(Data provided)
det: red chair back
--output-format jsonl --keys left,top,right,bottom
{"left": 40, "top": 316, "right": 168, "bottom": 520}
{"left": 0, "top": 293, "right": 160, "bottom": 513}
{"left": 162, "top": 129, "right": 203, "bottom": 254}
(End Data provided)
**Aim of the task**
Every line must be copied exactly as it stands above.

**Result of this task**
det: red chair back
--output-format jsonl --keys left,top,right,bottom
{"left": 40, "top": 316, "right": 168, "bottom": 520}
{"left": 0, "top": 293, "right": 160, "bottom": 513}
{"left": 162, "top": 129, "right": 203, "bottom": 254}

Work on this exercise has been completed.